- EXERCISE OBJECTIVE
In the entries below, find the lines that contain the word "face" and copy them.

____ TASK INPUTS

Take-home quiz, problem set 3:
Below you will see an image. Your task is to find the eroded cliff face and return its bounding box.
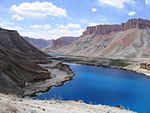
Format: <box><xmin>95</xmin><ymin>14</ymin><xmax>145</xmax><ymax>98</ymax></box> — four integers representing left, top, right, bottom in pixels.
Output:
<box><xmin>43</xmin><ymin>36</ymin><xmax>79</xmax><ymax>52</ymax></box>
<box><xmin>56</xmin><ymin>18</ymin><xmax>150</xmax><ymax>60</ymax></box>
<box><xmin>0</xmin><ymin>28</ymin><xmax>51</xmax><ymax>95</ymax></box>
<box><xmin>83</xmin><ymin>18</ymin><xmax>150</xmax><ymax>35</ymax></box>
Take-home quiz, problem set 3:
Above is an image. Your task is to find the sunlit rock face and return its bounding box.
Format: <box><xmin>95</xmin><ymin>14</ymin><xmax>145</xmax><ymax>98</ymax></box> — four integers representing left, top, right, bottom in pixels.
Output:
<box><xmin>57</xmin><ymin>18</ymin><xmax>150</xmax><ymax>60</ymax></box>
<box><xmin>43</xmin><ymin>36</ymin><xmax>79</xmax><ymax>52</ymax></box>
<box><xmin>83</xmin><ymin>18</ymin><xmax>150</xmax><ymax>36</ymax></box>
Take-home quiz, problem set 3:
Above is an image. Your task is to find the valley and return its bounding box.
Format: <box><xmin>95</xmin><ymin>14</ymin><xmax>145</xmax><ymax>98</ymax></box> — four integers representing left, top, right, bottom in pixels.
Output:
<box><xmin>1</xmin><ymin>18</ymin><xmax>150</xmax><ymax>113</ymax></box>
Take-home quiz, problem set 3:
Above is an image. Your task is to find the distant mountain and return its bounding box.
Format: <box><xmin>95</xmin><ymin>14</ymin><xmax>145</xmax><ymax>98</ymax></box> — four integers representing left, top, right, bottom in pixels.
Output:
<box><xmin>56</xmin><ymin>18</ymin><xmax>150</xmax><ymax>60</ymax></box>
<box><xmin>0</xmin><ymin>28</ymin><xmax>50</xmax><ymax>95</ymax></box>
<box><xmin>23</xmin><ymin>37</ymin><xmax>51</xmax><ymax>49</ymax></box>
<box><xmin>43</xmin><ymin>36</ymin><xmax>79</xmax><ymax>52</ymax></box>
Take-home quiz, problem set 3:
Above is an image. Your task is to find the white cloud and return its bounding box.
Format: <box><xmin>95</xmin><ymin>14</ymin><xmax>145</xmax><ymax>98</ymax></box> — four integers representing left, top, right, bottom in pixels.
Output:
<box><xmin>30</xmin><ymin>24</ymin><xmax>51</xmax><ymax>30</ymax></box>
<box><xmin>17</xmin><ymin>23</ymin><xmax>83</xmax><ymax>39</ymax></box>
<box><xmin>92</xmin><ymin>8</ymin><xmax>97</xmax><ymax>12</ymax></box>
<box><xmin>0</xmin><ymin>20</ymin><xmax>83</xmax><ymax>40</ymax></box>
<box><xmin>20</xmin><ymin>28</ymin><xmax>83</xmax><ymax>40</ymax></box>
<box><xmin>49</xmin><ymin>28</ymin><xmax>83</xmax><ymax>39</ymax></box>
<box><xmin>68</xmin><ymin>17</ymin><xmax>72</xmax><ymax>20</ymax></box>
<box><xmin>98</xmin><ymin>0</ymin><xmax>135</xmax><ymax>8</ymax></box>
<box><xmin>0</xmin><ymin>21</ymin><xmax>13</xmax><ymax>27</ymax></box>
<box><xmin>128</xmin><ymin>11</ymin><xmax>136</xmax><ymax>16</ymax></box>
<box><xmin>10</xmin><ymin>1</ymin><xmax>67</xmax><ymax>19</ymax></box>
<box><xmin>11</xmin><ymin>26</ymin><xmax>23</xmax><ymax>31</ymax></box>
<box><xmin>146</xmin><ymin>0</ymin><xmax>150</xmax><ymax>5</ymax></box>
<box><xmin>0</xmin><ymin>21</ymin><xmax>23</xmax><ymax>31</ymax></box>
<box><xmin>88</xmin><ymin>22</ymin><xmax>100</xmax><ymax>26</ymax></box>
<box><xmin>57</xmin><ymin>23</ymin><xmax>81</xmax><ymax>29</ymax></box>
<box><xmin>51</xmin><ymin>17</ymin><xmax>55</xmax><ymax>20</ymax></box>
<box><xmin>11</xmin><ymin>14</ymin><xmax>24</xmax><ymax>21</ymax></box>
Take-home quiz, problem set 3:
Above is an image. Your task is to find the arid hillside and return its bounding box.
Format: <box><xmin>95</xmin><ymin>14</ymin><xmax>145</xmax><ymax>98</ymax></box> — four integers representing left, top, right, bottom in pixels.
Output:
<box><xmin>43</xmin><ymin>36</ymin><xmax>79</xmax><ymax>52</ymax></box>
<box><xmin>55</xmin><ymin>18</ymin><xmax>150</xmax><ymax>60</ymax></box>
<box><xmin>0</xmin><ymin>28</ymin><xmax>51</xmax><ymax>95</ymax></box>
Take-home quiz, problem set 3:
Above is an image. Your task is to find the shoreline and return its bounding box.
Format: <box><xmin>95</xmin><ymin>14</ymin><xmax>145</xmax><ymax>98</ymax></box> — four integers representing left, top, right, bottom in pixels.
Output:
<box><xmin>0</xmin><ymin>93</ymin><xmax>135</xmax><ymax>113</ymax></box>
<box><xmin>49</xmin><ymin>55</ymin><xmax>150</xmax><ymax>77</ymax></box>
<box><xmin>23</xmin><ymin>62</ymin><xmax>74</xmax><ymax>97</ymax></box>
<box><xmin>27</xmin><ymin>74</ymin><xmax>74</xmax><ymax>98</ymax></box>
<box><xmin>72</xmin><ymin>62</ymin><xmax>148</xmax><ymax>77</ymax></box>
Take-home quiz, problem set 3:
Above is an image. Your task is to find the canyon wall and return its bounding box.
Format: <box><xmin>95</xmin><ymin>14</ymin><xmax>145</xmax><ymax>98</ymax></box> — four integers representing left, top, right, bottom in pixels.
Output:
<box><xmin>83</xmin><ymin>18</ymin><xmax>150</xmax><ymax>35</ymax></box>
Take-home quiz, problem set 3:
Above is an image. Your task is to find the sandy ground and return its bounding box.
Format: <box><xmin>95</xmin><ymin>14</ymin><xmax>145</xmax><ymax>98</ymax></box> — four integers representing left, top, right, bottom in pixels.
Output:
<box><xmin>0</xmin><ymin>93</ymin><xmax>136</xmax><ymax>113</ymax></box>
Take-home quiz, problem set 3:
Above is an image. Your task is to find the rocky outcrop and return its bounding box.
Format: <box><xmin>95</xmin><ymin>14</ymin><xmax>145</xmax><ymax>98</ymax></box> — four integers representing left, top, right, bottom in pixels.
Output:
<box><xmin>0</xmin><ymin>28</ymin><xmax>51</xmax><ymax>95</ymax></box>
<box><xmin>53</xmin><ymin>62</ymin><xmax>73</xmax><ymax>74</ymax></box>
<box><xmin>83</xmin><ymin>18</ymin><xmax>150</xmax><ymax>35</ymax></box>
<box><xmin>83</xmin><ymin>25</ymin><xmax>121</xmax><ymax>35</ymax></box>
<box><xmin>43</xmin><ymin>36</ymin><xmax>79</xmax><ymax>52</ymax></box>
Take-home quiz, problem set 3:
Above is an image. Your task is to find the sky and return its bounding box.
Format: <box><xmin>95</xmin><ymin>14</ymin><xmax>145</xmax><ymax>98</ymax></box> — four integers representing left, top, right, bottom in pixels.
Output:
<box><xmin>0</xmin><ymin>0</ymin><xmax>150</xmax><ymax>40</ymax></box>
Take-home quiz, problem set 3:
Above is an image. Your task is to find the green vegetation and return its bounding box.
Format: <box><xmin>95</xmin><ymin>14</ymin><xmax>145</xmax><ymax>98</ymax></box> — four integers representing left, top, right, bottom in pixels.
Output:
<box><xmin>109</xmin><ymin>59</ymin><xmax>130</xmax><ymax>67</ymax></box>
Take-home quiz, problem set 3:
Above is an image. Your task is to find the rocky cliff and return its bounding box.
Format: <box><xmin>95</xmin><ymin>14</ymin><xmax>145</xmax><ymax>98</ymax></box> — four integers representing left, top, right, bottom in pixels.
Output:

________

- ANSWER BELOW
Below you will see an image. Your task is to find the eroded cliff face and return its bounding box.
Above is an image. Your task is to find the sunlit rock face and return its bounding box.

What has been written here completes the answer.